§ **Extracto de la página**
━━━━━━━━━━━━━━━━━━━━
Otro fenómeno que merece nuestra atención es lo que Bridget Hill ha denominado “invisibilidad” del trabajo femenino. Hill se refiere especialmente al sector de los servicios, el que más posibilidades laborales ofrecía a la mujer en los primeros estadios de la industrialización. Así, se ha venido ignorando la labor de las lavanderas, las limpiadoras (“charwomen”), las vendedoras ambulantes, las buhoneras, etc. Esta omisión puede deberse a la naturaleza poco atractiva de estos trabajos, al hecho de que solían ser ocupaciones temporales o estacionales, al aislamiento asociado al ámbito doméstico, a la movilidad propia de algunas de estas profesiones o, por último, al hecho de que estas ocupaciones ponen en evidencia los prejuicios de los historiadores con respecto a la industrialización y al papel que la mujer pudo jugar en ella (1989: 172). Por otra parte, se advierte una reducción progresiva de la “visibilidad” del trabajo femenino entre los sectores medios de la población. La creciente importancia que adquirieron valores tales como el decoro o pudor en la reputación de las mujeres hacía conveniente que las actividades que pudieran desarrollar no estuvieran a la vista y no se las pudieran identificar, por tanto, como agentes económicos independientes.



I. 4. LA SITUACIÓN LEGAL DE LA MUJER
El sistema legal constituía, en su conjunto, un instrumento del poder masculino, a menudo disfrazado de paternalismo necesario y protector. Una de las consecuencias más graves que se derivaban de esta situación era la “infantilización” permanente de la mujer, sometida de continuo a la tutela masculina. El padre, primero, y el marido después, eran los responsables legales de la mujer. Sin embargo, se ha de tener en cuenta que la ley establecía diferencias entre las mujeres según su estado civil, siendo considerablemente más favorable a la mujer soltera o a la viuda que a la mujer casada. La sociedad definía, pues, a la mujer en virtud de su relación con el hombre.
━━━━━━━━━━━━━━━━━━━━
§ **Datos aportados**
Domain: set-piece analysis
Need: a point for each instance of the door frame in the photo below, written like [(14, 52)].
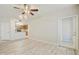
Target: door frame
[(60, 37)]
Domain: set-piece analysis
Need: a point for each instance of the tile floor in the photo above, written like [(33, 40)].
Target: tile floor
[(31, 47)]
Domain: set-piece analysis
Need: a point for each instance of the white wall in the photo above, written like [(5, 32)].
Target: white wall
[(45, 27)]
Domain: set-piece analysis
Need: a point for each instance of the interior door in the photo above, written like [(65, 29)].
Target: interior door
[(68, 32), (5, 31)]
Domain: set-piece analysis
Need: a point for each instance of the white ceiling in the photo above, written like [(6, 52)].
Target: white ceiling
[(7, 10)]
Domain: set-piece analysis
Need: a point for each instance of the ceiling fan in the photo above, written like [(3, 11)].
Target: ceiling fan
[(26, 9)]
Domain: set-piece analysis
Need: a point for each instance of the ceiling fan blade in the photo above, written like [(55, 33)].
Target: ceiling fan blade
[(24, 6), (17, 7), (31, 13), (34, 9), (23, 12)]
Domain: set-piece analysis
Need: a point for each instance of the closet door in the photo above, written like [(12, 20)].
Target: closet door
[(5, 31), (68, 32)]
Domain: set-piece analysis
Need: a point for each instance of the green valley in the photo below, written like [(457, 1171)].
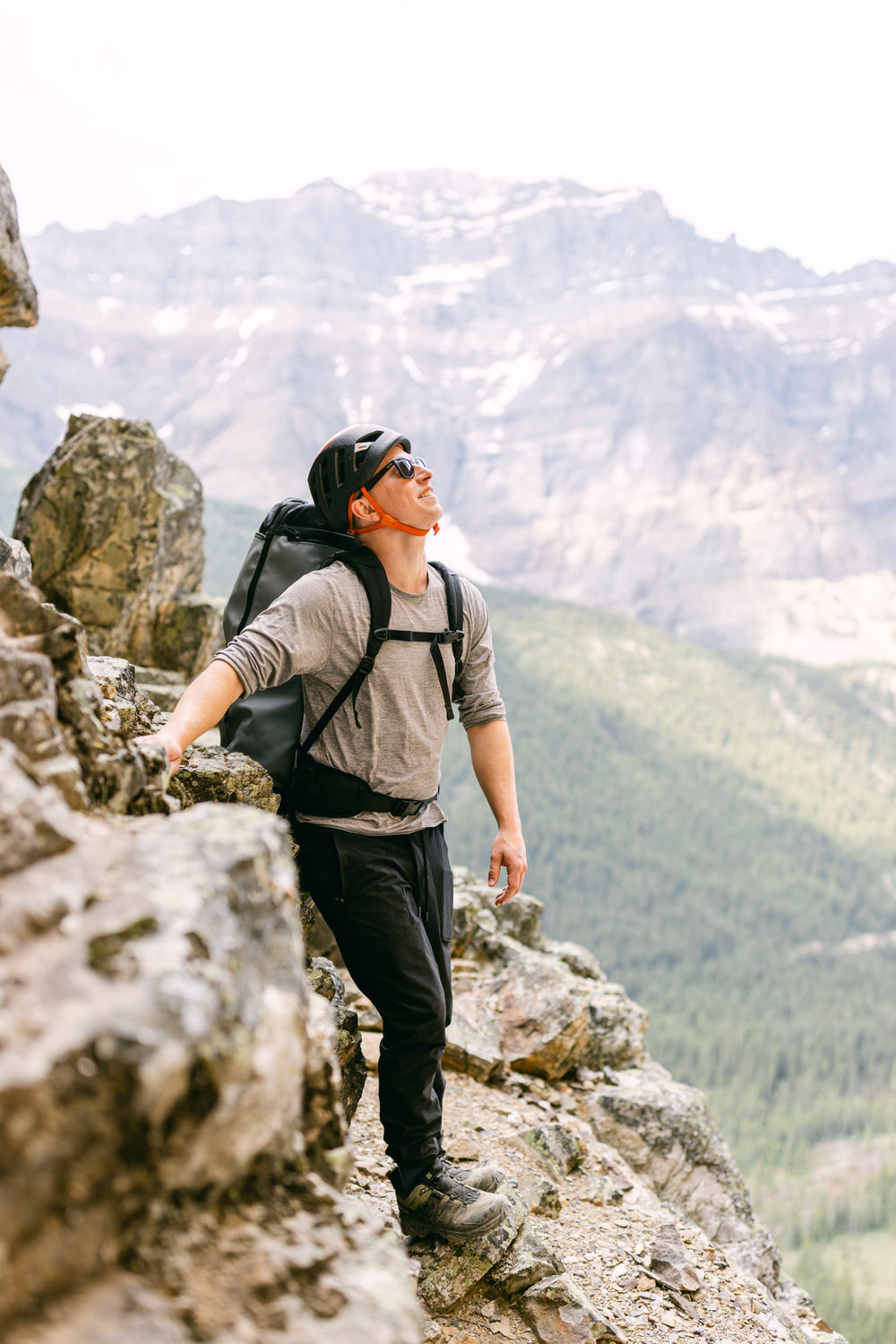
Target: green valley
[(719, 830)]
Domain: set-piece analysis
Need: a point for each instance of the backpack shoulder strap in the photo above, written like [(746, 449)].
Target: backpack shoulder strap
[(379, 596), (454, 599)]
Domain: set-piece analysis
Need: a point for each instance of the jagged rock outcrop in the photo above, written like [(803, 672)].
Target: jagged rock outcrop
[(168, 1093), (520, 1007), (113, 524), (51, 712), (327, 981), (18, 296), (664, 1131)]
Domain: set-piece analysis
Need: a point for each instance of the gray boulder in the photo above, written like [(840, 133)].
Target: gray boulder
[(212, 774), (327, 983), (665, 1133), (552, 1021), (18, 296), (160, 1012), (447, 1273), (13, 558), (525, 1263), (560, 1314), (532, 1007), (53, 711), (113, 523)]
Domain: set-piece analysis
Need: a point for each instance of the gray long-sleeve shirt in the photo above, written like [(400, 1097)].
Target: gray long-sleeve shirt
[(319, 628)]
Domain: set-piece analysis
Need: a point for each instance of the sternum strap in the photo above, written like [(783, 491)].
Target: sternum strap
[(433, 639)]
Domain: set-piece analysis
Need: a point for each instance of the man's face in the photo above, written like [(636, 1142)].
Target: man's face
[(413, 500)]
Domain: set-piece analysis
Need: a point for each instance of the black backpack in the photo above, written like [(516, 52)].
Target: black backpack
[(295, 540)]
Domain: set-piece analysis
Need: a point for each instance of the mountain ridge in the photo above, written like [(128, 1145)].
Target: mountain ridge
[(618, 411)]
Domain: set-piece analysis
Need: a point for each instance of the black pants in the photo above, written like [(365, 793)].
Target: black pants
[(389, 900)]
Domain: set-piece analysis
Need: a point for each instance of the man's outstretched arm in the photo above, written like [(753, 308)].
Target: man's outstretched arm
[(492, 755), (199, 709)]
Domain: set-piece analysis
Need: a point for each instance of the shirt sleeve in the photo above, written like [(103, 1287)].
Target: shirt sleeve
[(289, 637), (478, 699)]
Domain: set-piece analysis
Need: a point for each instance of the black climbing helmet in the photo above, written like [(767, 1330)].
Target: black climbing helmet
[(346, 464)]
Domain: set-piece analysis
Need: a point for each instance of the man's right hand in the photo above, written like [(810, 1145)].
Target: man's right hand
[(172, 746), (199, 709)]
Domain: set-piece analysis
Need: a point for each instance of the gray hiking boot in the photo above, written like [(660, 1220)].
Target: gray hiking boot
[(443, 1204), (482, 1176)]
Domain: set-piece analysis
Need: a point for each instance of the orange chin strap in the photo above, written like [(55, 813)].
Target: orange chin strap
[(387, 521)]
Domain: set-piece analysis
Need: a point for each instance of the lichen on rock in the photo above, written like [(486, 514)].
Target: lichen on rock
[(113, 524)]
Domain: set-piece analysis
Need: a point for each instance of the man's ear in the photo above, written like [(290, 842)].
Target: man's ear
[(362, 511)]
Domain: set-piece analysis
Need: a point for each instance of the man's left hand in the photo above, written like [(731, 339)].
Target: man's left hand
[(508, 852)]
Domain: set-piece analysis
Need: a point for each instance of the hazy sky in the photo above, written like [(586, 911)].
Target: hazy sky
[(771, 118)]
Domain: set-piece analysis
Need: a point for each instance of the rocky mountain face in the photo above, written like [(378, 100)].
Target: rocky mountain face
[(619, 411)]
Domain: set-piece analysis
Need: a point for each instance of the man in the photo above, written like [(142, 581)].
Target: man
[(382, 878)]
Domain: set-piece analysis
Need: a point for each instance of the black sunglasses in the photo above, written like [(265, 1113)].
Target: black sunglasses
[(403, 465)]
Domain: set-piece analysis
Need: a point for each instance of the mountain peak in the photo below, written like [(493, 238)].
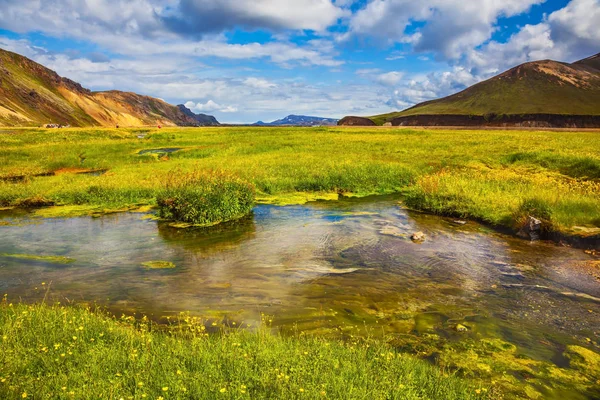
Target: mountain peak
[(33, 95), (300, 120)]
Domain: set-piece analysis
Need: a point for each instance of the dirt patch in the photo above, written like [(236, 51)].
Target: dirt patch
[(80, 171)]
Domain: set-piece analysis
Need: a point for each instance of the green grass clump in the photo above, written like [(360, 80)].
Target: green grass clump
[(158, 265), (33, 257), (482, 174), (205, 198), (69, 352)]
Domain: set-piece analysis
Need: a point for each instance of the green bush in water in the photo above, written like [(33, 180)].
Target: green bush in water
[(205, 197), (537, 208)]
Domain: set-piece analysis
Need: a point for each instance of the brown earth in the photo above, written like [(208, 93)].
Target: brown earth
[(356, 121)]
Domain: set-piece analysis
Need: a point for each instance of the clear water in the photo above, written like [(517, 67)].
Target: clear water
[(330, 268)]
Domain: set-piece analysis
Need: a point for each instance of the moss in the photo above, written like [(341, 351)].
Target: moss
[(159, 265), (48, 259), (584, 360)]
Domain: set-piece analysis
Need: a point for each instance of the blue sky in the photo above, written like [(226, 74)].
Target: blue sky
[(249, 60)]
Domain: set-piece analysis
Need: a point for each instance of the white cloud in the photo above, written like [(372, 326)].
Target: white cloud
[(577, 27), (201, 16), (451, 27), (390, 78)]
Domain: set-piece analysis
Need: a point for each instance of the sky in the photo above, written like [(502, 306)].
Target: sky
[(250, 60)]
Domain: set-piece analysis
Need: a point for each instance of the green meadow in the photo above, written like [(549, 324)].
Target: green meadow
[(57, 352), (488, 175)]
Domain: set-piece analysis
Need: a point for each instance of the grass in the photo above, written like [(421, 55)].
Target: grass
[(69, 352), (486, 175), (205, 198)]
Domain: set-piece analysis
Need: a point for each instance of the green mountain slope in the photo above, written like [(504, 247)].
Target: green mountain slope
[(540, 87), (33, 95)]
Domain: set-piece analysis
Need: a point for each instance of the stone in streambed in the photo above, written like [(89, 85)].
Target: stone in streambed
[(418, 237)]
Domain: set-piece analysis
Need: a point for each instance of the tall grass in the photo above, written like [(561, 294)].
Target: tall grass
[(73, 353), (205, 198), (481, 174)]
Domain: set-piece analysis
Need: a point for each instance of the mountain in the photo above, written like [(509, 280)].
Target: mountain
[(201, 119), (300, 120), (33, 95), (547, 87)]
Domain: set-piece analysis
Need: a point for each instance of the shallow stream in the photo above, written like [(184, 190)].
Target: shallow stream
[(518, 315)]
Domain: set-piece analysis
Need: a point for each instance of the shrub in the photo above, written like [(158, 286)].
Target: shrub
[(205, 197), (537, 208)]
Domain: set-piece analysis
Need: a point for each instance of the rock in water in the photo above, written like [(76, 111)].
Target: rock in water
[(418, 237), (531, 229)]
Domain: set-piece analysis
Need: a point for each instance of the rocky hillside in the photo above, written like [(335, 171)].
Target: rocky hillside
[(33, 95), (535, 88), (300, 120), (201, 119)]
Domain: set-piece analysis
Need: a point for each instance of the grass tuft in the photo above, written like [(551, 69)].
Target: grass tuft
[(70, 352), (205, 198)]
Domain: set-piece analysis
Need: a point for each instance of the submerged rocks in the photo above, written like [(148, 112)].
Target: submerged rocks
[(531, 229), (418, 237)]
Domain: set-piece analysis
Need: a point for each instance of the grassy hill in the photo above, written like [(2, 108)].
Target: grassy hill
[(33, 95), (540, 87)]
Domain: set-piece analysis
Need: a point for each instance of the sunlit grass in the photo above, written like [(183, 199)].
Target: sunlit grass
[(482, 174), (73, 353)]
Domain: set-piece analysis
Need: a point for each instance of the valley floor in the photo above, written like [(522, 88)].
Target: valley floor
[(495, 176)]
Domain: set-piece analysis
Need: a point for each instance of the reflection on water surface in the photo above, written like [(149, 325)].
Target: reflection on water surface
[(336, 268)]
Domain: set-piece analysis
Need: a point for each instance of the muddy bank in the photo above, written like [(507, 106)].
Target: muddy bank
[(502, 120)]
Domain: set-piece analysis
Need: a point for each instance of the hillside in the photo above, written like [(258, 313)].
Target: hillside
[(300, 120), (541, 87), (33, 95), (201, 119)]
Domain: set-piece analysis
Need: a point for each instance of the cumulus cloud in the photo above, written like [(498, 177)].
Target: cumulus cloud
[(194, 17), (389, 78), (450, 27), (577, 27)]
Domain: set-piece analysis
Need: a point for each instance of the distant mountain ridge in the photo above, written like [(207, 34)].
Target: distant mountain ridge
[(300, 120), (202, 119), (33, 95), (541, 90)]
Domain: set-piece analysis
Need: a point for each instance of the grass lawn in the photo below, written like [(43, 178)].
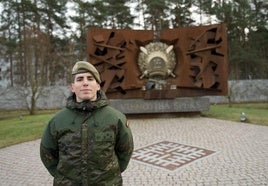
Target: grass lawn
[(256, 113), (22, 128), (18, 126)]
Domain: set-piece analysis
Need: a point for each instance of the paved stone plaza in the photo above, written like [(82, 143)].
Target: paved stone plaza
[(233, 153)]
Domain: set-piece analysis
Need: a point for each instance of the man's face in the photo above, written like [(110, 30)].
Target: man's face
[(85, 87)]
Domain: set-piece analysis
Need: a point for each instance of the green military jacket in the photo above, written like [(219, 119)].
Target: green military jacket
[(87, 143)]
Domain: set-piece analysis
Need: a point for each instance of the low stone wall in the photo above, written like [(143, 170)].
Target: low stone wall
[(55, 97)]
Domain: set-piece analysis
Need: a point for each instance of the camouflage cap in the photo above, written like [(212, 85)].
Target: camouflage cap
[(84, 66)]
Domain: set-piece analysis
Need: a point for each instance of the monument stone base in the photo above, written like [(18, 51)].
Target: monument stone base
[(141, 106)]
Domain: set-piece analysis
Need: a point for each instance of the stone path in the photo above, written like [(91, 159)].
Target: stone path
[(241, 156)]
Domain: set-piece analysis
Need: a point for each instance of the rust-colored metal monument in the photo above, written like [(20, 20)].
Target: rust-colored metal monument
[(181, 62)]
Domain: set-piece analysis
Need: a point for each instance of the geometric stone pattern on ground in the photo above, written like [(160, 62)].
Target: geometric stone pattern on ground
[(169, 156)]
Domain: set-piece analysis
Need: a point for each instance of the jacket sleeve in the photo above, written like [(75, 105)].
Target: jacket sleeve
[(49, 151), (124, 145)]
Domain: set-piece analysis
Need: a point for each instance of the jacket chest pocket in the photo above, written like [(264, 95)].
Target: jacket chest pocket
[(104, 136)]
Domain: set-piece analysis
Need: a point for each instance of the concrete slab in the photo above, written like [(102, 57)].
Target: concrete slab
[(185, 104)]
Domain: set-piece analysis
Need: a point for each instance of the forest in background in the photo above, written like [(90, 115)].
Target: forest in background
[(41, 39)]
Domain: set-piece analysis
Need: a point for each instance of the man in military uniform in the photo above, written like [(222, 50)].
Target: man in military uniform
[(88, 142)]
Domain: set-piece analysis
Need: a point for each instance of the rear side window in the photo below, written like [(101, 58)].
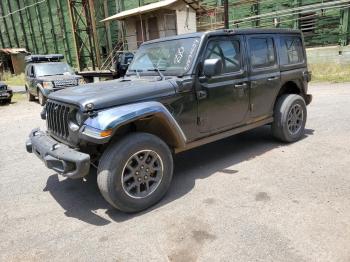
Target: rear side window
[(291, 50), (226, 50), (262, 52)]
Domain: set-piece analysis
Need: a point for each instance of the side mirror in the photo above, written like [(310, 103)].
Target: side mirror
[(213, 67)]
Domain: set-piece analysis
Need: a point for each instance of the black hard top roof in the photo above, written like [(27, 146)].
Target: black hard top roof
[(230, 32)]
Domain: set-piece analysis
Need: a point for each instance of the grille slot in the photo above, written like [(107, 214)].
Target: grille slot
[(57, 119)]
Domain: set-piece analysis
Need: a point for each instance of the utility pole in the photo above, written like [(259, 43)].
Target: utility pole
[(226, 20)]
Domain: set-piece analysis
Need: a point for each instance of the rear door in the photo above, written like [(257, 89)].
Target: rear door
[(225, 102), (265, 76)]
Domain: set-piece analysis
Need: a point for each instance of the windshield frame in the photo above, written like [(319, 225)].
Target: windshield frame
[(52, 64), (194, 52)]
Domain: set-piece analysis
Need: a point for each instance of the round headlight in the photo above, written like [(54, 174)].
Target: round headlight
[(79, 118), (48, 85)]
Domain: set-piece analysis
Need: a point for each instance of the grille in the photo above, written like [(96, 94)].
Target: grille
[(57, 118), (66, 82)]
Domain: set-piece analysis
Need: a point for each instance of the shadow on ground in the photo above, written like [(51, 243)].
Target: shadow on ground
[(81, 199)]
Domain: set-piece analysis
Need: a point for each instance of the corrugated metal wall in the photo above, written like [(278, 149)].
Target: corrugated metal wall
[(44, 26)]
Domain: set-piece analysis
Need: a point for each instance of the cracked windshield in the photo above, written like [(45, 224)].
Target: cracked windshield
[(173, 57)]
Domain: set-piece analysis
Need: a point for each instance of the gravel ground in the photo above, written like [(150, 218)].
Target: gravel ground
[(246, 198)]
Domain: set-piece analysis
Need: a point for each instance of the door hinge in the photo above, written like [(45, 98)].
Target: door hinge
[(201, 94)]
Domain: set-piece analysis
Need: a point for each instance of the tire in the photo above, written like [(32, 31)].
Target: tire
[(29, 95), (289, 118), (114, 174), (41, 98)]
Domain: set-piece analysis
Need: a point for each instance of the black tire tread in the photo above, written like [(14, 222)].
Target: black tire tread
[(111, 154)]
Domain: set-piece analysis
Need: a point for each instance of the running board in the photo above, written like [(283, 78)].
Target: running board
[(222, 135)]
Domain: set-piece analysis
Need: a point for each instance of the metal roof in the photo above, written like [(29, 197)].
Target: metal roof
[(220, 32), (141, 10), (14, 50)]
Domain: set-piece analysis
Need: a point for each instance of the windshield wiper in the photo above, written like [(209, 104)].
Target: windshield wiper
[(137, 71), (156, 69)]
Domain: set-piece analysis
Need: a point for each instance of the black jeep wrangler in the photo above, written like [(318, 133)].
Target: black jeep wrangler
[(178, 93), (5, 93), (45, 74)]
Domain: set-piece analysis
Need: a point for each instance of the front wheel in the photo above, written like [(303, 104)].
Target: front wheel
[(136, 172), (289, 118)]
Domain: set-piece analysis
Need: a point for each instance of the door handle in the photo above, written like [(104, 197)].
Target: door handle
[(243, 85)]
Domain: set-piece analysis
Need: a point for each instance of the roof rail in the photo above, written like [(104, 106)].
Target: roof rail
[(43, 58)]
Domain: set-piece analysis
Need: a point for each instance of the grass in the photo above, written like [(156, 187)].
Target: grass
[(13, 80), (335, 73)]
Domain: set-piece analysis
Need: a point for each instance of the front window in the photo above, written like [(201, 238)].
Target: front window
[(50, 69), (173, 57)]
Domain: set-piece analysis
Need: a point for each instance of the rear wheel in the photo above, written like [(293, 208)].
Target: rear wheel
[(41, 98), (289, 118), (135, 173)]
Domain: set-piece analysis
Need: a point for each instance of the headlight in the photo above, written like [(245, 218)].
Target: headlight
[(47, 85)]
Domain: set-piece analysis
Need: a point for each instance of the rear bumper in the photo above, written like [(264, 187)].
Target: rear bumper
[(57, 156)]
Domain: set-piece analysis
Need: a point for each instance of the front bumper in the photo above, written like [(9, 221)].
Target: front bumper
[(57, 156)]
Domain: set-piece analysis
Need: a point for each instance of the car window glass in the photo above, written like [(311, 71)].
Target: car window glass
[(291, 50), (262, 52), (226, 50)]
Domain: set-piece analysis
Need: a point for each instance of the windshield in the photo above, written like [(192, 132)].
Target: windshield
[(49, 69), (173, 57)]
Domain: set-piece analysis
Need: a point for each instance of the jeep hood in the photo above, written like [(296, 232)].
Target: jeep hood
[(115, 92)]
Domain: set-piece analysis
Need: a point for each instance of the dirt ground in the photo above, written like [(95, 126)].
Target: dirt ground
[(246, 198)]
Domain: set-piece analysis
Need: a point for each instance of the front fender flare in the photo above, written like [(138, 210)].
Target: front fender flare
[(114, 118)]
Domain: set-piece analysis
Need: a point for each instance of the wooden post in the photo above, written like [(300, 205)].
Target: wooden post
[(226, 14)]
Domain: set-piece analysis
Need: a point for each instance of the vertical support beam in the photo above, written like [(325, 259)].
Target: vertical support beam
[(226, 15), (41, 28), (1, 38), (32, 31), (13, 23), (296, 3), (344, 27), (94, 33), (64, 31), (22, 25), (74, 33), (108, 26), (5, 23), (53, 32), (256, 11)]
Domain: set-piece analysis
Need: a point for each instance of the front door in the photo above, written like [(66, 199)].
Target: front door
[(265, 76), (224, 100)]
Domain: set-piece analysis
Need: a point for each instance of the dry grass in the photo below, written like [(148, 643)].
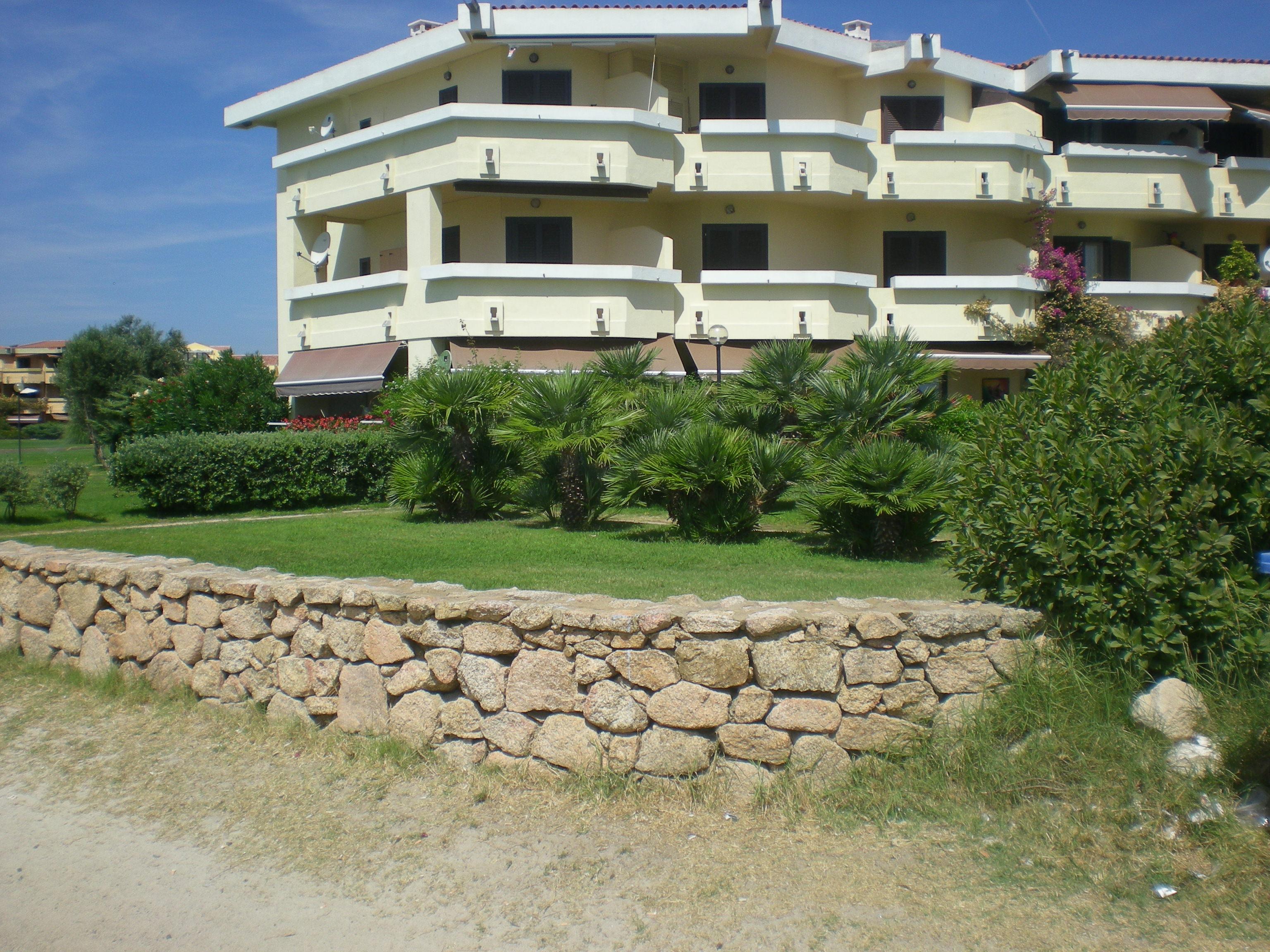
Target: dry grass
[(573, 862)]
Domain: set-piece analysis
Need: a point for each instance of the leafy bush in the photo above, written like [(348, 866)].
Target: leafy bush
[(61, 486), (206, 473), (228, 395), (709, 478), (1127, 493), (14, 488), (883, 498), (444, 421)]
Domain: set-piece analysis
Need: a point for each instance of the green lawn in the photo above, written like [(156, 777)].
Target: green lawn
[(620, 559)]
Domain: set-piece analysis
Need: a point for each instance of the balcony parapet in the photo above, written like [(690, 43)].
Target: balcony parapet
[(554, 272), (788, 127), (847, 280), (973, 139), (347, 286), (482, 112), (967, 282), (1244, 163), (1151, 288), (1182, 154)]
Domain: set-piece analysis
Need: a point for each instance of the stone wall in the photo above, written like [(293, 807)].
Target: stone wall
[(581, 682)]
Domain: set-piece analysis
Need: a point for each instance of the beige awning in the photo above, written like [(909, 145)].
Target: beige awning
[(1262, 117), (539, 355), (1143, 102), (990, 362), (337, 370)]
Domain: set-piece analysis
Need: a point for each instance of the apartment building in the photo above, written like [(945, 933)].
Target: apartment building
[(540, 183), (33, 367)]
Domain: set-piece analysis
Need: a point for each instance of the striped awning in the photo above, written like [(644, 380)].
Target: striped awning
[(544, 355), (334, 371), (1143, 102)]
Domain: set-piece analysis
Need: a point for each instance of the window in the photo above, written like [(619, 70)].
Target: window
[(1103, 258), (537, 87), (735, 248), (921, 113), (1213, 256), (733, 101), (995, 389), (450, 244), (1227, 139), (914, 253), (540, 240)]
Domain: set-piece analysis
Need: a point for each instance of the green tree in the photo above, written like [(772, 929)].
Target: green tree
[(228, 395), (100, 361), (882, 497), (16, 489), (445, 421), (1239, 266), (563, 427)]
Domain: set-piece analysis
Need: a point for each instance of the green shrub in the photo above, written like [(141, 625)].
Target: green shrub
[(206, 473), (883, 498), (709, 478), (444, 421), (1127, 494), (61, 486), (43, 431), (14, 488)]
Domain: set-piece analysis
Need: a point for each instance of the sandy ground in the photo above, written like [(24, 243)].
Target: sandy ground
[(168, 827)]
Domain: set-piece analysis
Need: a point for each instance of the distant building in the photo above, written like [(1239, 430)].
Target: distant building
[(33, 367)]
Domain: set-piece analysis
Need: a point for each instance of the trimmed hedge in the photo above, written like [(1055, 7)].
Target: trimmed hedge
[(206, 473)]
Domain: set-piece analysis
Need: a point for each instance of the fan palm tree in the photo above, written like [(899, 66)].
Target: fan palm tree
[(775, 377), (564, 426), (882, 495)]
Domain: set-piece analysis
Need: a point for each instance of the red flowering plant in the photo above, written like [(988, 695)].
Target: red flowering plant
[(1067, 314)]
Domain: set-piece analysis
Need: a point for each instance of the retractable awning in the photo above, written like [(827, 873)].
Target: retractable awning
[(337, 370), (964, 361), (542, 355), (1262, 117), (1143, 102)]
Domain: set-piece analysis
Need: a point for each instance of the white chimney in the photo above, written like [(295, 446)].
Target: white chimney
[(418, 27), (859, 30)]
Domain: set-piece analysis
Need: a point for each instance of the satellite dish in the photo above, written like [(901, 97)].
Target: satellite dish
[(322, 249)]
━━━━━━━━━━━━━━━━━━━━
§ **Lista de tareas**
a. Según el fragmento sobre la mujer, ¿a qué sector se refiere especialmente Bridget Hill al hablar de la "invisibilidad" del trabajo femenino?
b. Reproduce literalmente del fragmento sobre la mujer el pasaje que comienza con "I. 4. LA SITUACIÓN" y sigue hasta "con el hombre.".
c. Prosigue el fragmento sobre la mujer a partir de su última oración.
Los ítems no guardan relación con el fragmento sobre la mujer.

§ **Respuestas por tarea**
a. Al sector de los servicios.

b.
I. 4. LA SITUACIÓN LEGAL DE LA MUJER
El sistema legal constituía, en su conjunto, un instrumento del poder masculino, a menudo disfrazado de paternalismo necesario y protector. Una de las consecuencias más graves que se derivaban de esta situación era la “infantilización” permanente de la mujer, sometida de continuo a la tutela masculina. El padre, primero, y el marido después, eran los responsables legales de la mujer. Sin embargo, se ha de tener en cuenta que la ley establecía diferencias entre las mujeres según su estado civil, siendo considerablemente más favorable a la mujer soltera o a la viuda que a la mujer casada. La sociedad definía, pues, a la mujer en virtud de su relación con el hombre.

c.
I. 4. 1. La mujer casada
Como expusimos anteriormente, la mujer casada carecía casi por completo de personalidad civil en Inglaterra dado que su propia existencia legal se suspendía e incorporaba a la de su marido al contraer matrimonio (véase el apartado “La mujer y el matrimonio”, pag. 62). Mary Astell, en The Hardships of the English Laws in relation to Wives (1735), denunció esta concepción del matrimonio, afirmando que la mujer inglesa se encontraba en peor situación incluso que la mujer musulmana:

supposing a Man no Christian, he may be as Despotick (excepting the Power over Life itself) as the Grand Seignior in his Seraglio, with this Difference only, that the English Husband has but one Vassal to treat according to his variable Humour, whereas the Grand Seignior having many, it may be supposed, that some of them, at some Times may be suffered to be at quiet (cit. en Jones, 1990: 218, cursivas en el original)


En esa misma obra, Astell resumía la desprotección jurídica de la mujer inglesa en los siguientes términos:

I. That the Estate of Wives is more disadvantagous than Slavery itself.


  1. That Wives may be made Prisoners for Life at the Discretion of their Domestick Governors, whose Power, as we at present apprehend, bears no Manner of Proportion to that Degree of Authority, which is vested in any other Set of Men in England26 (...)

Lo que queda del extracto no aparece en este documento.